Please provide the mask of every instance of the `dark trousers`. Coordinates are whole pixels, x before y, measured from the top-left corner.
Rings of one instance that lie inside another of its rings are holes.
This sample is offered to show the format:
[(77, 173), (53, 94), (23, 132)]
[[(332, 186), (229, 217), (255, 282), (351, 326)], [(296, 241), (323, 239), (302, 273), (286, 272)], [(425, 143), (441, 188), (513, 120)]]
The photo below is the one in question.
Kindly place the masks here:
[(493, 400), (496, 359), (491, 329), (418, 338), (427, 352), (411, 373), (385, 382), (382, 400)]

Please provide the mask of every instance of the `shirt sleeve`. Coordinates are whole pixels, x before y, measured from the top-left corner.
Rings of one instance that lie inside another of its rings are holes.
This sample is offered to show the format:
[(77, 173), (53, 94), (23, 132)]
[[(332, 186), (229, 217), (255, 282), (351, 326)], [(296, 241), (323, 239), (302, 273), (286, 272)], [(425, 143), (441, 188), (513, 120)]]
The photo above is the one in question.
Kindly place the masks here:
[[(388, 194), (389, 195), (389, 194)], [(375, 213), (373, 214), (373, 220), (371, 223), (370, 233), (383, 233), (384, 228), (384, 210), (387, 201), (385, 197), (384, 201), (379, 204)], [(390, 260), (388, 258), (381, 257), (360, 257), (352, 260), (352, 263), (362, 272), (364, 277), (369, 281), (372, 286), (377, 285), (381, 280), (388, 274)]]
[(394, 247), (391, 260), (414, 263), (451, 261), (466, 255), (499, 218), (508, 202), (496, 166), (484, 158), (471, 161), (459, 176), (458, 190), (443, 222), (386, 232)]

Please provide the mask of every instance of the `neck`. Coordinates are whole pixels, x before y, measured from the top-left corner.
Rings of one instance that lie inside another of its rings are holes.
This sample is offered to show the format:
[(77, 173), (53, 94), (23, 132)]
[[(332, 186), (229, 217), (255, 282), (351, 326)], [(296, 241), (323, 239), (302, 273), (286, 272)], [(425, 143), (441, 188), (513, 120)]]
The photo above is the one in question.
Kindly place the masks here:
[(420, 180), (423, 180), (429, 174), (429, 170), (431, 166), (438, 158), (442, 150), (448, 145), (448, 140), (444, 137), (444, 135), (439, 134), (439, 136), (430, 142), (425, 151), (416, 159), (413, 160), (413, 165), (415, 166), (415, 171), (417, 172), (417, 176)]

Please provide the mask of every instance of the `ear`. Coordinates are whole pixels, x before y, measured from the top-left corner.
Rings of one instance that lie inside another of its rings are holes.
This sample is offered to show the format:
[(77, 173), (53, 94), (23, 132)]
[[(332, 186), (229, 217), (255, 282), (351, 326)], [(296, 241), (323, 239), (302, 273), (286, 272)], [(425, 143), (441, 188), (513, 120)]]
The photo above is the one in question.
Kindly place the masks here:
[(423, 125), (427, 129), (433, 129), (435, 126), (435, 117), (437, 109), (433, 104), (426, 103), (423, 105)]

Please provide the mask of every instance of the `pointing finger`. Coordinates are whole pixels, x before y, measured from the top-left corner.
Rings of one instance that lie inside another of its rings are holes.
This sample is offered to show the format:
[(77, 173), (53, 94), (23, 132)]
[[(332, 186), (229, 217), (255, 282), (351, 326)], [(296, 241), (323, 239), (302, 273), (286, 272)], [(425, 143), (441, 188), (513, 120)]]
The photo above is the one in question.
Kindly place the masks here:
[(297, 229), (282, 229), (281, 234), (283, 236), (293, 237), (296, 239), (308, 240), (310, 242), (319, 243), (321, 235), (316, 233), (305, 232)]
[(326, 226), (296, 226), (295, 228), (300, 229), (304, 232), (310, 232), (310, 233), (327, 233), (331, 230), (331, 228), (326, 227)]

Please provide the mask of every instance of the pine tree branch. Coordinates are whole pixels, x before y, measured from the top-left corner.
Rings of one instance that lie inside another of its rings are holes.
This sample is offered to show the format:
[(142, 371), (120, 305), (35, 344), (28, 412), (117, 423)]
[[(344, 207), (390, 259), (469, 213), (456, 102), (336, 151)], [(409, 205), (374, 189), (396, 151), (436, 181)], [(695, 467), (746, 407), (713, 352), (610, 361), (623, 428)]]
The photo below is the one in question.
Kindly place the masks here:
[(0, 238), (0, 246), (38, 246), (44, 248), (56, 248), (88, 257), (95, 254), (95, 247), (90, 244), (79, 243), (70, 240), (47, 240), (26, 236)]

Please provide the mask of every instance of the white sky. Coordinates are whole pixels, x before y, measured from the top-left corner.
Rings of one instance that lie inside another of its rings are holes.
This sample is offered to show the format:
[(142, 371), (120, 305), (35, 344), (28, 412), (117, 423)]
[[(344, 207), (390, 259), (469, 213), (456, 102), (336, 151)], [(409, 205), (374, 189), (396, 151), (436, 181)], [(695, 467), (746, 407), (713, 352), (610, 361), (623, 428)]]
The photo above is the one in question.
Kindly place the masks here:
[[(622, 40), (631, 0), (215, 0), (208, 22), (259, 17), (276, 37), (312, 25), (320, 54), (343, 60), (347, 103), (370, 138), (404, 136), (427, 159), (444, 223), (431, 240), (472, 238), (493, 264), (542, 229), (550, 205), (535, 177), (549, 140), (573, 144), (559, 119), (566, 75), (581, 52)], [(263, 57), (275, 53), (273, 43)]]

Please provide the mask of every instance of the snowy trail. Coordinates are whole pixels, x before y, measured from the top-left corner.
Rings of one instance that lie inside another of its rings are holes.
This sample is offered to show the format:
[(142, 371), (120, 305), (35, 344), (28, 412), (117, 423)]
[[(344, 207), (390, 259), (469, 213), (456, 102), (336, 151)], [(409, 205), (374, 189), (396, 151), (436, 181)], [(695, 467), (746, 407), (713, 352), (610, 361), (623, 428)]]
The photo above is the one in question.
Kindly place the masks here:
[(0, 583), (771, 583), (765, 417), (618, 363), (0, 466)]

***

**Aim of the task**
Rewrite the rows from the start of the rows through the line containing "382), (382, 400)]", with both of those lines included, and shift every coordinate in the answers by adding 79 to it.

**Output below**
Please provide the mask of every instance of the `dark trousers`. Coordinates are whole pixels, x before y, measured from the top-left corner.
Rings of one instance that lie inside another of its rings are holes.
This sample is offered to show the format:
[(77, 173), (53, 94), (23, 132)]
[[(332, 186), (229, 217), (255, 282), (351, 326)], [(296, 241), (323, 239), (302, 273), (286, 272)], [(425, 143), (441, 188), (513, 120)]]
The photo below is the one in question.
Kindly place the masks here:
[(572, 479), (575, 438), (570, 408), (497, 417), (506, 431), (490, 452), (464, 461), (461, 479)]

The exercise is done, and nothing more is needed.